--- Data for this exercise ---
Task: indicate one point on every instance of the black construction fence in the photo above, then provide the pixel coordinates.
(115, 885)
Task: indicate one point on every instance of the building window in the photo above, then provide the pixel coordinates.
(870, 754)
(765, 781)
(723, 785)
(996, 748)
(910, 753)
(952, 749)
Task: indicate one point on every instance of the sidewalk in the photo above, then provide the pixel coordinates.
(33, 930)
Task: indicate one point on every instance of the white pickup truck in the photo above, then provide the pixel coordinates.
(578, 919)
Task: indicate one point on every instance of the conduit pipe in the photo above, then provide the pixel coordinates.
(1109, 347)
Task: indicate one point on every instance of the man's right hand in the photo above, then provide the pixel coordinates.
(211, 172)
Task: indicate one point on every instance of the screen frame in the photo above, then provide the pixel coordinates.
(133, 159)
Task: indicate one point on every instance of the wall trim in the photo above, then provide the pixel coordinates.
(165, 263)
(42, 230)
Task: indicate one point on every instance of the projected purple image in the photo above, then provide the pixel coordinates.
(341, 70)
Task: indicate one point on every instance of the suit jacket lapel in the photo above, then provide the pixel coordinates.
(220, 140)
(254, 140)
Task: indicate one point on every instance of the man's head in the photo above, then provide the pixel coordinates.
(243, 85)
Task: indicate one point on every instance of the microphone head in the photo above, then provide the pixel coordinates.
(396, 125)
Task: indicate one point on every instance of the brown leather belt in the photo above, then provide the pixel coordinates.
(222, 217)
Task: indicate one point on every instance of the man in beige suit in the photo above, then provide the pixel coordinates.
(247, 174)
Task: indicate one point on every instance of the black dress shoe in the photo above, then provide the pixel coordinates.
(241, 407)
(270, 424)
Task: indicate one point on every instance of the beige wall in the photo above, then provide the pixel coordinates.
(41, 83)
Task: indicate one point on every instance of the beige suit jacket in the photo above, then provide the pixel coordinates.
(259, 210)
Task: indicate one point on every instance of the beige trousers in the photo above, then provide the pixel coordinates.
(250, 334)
---
• **The problem**: Start copying at the line that contains "Task: indicate one point on every instance of the screen" and stop after the last line of the records, keeping every line exactly.

• **The answer**:
Task: indicate one point on every instance of the screen frame in the photo above, then provide the pixel coordinates.
(133, 159)
Task: indicate one point on every instance of the wall trim in the photo above, then provide the pixel coordinates.
(165, 263)
(42, 230)
Task: indicate one point on every instance of the projected purple image in the photo above, then provide the pixel coordinates.
(341, 70)
Task: indicate one point on every instance of the suit jacket lapel in the photo above, then provide the pixel coordinates.
(220, 140)
(254, 140)
Task: indicate one point on every instance of the man's head in the photo above, then provide the pixel coordinates.
(243, 85)
Task: indicate one point on every instance of the microphone head in the photo above, then provide the pixel coordinates.
(396, 125)
Task: indicate one point on every instance of the brown leather belt in the photo above, then provide the pixel coordinates.
(222, 217)
Task: indicate one point on every instance of the man in beige suit in the photo above, then provide the pixel coordinates.
(247, 174)
Task: indicate one point on every instance of the black dress shoe in the photo above, then provide the pixel coordinates.
(241, 407)
(270, 424)
Task: indicate one point on every instance of the beige wall in the photo above, then provide the pixel coordinates.
(41, 83)
Task: indicate one point on every instance of the beige suit jacket in the photo above, then provide the pixel coordinates.
(259, 210)
Task: indicate one point on every instance of the beige trousers in the photo above, then provide the pixel coordinates.
(250, 334)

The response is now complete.